Description of the task:
Reproduce the material in full, exactly as written.

___ Dataset records

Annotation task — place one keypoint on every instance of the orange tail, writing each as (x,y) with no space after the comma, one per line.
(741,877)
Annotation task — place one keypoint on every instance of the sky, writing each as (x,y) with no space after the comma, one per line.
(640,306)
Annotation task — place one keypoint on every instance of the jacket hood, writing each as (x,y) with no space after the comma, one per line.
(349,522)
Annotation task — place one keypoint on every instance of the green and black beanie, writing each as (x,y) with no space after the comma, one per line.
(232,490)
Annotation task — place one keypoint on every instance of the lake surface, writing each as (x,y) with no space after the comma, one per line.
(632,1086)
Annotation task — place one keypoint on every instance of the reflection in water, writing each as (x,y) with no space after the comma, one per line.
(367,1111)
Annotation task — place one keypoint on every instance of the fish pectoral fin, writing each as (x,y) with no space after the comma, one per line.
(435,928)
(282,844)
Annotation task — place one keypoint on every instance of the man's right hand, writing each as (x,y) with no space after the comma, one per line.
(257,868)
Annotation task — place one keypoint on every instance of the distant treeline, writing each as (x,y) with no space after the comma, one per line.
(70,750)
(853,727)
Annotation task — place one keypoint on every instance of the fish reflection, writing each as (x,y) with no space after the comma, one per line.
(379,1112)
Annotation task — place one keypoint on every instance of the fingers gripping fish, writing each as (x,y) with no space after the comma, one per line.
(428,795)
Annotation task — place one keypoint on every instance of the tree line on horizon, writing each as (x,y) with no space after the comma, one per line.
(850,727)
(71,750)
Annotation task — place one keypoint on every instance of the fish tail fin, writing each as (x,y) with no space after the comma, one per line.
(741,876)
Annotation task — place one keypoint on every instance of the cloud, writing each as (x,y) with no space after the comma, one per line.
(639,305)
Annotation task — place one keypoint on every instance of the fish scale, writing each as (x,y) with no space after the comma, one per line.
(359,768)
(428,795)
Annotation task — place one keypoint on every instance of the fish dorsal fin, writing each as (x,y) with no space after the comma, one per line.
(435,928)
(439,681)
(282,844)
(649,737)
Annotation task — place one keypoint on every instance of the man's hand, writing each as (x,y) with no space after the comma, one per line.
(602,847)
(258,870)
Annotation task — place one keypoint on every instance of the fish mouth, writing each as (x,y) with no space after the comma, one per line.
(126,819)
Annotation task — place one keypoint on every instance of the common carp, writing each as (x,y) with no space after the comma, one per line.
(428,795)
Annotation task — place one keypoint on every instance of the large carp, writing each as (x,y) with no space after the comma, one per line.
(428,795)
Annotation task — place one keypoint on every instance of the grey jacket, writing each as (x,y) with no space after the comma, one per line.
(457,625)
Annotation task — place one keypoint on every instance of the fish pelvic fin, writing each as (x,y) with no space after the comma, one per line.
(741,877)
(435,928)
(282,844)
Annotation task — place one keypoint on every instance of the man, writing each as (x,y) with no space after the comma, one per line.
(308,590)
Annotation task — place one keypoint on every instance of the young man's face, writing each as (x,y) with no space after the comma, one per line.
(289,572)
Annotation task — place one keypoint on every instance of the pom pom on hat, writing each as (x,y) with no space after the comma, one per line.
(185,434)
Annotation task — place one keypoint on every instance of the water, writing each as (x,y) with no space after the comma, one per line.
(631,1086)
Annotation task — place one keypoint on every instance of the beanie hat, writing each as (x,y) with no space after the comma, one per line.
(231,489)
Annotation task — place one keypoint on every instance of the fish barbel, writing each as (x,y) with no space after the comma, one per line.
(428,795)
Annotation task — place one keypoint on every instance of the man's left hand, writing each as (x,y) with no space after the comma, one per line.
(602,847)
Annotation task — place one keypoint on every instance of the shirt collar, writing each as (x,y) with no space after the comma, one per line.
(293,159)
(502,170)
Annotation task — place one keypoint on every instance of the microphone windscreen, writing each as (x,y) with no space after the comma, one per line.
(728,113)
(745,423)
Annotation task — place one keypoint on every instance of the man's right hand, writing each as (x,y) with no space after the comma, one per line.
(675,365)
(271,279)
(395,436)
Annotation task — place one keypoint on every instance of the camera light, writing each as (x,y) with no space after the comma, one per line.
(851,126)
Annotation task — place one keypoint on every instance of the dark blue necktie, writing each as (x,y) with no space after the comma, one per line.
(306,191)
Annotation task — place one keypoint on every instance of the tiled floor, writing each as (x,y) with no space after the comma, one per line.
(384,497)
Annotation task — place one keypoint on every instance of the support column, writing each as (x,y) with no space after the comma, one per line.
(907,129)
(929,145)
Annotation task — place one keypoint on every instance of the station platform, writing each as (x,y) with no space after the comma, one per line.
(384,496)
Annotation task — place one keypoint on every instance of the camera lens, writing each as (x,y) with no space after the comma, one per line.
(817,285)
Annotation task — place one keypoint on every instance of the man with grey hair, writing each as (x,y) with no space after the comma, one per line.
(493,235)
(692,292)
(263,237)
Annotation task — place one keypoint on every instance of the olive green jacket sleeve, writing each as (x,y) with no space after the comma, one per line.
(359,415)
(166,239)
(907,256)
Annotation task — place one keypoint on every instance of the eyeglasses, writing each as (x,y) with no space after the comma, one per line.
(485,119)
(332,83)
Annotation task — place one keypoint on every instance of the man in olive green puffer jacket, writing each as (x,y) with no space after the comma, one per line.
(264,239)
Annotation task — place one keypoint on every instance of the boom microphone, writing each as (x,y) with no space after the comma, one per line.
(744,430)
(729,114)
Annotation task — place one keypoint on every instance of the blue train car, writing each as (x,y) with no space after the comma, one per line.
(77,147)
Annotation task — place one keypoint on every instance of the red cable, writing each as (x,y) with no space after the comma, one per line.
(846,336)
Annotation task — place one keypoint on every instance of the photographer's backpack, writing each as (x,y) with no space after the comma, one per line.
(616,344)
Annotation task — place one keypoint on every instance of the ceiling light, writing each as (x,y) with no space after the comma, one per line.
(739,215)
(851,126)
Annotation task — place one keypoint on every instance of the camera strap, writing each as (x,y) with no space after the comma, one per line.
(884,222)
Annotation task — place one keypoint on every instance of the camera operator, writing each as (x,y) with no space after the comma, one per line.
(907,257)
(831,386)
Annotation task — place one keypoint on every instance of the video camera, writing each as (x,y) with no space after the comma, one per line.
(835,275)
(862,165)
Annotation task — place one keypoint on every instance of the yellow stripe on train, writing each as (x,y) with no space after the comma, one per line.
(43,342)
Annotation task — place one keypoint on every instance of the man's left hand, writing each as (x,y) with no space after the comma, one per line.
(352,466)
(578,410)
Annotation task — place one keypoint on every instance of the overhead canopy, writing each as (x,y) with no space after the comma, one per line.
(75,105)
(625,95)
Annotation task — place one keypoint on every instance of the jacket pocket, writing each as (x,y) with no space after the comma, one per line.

______

Task output:
Annotation task — place one keypoint on every instance of the orange tail, writing each as (x,y) with no space after the comma, one per line.
(741,877)
Annotation task — place one keypoint on every instance of the sky, writing each as (x,y) with no space after the comma, one per line.
(640,306)
Annotation task — place one keypoint on every instance of the jacket hood, writing each as (x,y) with no space after the comma, one per line.
(349,522)
Annotation task — place one keypoint on every instance of the green and black beanie, writing each as (x,y) with no space after the comma, one per line.
(232,490)
Annotation task — place one keypoint on every instance of the lake surface, writing each as (x,y) with no space after the comma, one per line.
(632,1086)
Annotation task — place one keypoint on every instance of the reflection in water, writing each as (x,y) with no space after the comma, one per line.
(367,1111)
Annotation task — place one keypoint on every instance of the fish pectoral fin, writing each as (x,y) with no space after the comma, one per line.
(435,928)
(282,844)
Annotation task — place one keypoint on every instance of the man's right hand, writing each as (x,y) with no space after the comma, one per line.
(257,868)
Annotation task — place one keypoint on every instance of the distant treeline, writing each as (x,y) with no space after the comma, one per line.
(70,750)
(853,727)
Annotation task — place one keypoint on every instance of the fish reflection, writing each as (x,y) with no space after the comma, one per line.
(379,1112)
Annotation task — place one keypoint on every instance of the fingers gripping fish, writing each as (x,y) with no space after the comma, one per line.
(428,795)
Annotation task — place one keypoint on every instance of the tree line on horizon, writing each as (x,y) with no space after the comma, one per line.
(850,727)
(71,750)
Annotation task — place one keypoint on every instance of the fish tail fin, writing each as (x,y) with no space after the comma, one per line.
(741,876)
Annotation task — place one keypoint on every instance of the cloud, writing each as (x,y) with no space after the comma, one per line.
(639,305)
Annotation task — place one keypoint on every instance of the fish scale, writing each as (x,y) with no space after the comma, one per line.
(359,768)
(428,795)
Annotation task — place one keypoint on every instance of the fish dorsal fin, writing each as (x,y) with no space after the comma, one per line.
(435,928)
(439,681)
(282,844)
(649,737)
Annotation task — place one keypoint on every instance of the man's hand, writing each as (x,y) with no space after the comma, one per line.
(602,847)
(258,870)
Annotation task — place one keypoint on every instance of the fish mouth, writing each as (x,y) with no space after the comma, one per line.
(126,819)
Annotation task — place one keypoint on every instance of the common carp, writing each as (x,y) with no space after the comma, one per line.
(428,795)
Annotation task — place one keypoint on every instance of the large carp, writing each as (x,y) with no space after the comma, one per line.
(428,795)
Annotation task — place one keypoint on every instance of the grey jacket, writing each as (x,y) with no space after the comma, one per line.
(457,625)
Annotation task — place one keypoint on every instance of the fish pelvic fin, writing each as (x,y) with no space after the comma, one per line.
(741,877)
(435,928)
(282,844)
Annotation task — place one keypoint on every instance of the man, writing each as (x,y) with no space after the comma, one per line.
(308,590)
Annotation task — place one keypoint on every instance of the young man's face, writing each as (x,y) with no space after the comma, one per line.
(289,572)
Annotation task — place one keypoint on every instance of the pom pom on hat, writing each as (x,y) with no space after the comma, one per line.
(185,434)
Annotation task — place one keypoint on every instance of the water, writing each as (x,y) with no space after the comma, one per line.
(631,1086)
Annotation task — place one keypoint on every instance of the beanie hat, writing each as (x,y) with no space after the comma, one per line.
(231,489)
Annotation task — place one keypoint on every instance of the fish barbel, writing each as (x,y) with no space after the comma, one per line.
(428,795)
Annotation task — place one keypoint on every instance of the man's left hand, writing each as (x,y) with no space after the comma, one per line.
(602,847)
Annotation task — place one keypoint on every instance of the shirt collar, writing each as (x,y) with no space after the comma, one per line.
(293,159)
(502,170)
Annotation task — place one keypoint on every instance of the microphone windscreen, writing each as (x,y) with no space after the comma, one per line.
(728,113)
(745,423)
Annotation task — place one keypoint on every instance of the man's right hand, writing each as (x,y) with no space after the comma, one per line.
(675,365)
(271,279)
(395,436)
Annotation task — place one keypoint on every instance of the camera light, writing each as (x,y) with no space after the comma, one per line.
(851,126)
Annotation task — place one keypoint on every instance of the dark blue necktie, writing each as (x,y) with no space after the comma, one per line.
(306,191)
Annotation task — place one keypoint on every instance of the tiled floor, writing each as (x,y) with no space after the comma, one per line.
(384,497)
Annotation task — place one keypoint on every instance of the support column, writing each as (x,y) with no space after the comma, one per line.
(907,129)
(929,145)
Annotation task — place one keypoint on every instance of the station platform, writing each as (x,y) with no space after the comma, one per line.
(384,496)
Annotation task — place one keypoint on every instance of the camera lens, writing each as (x,y) with no space after the comma, one per line.
(817,285)
Annotation task — place one keypoint on every instance of the man with grey hair, writing each as (x,y) with no space after the comma, one per line.
(493,235)
(692,292)
(263,237)
Annotation task — place one keypoint on every instance of the olive green jacket sleeve, writing each as (x,y) with no space after the comma, one per line.
(359,415)
(166,239)
(907,256)
Annotation task — place one keypoint on every instance of the eyeglasses, writing each as (x,y) with no space after the comma, one per line.
(485,119)
(332,83)
Annotation task — place one keypoint on every instance of the man in olive green puffer jacket, writing each as (x,y) with no space after the comma, one per line.
(264,239)
Annotation task — place one keypoint on every instance of the boom microphone, writing each as (x,y) with no space after the comma, one per line.
(744,430)
(729,114)
Annotation task — place one keypoint on every instance of the blue train car, writing each as (x,y) with no space after the comma, one per line.
(77,147)
Annotation task — place one keypoint on every instance of the red cable, writing each as (x,y) with no space after the comma, one per line.
(846,336)
Annotation task — place one keypoint on every instance of the photographer's backpack, writing each as (x,y) with no space after the comma, one per line.
(616,344)
Annotation task — place one keypoint on every instance of the ceiling light, writing each as (x,y) with no space after the comma, one per line.
(739,215)
(851,126)
Annotation task — place one keypoint on every instance of the camera strap, writing each as (x,y) with no space after the comma, one per line.
(884,222)
Annotation task — place one keypoint on every instance of the camera operator, writing each as (x,y) with no space after the comma, one per line.
(907,257)
(831,386)
Annotation task — place one keypoint on every instance of the video camera, writing each as (x,y) with no space after the comma, one per line.
(835,275)
(862,165)
Annotation task — place one keypoint on every instance of the yellow stripe on train, writing each as (x,y) with no space after the comma, one per line.
(43,342)
Annotation task — place one keypoint on every instance of the man's left hand, writing each as (x,y) with no space after the comma, one per line.
(352,466)
(578,410)
Annotation task — place one keypoint on every instance of the overhead canopy, writing each as (x,y) with no space after the comma, one per line.
(75,105)
(625,95)
Annotation task — place one keypoint on every instance of the jacket pocket, writing each as (x,y) with no space after the comma, one per line.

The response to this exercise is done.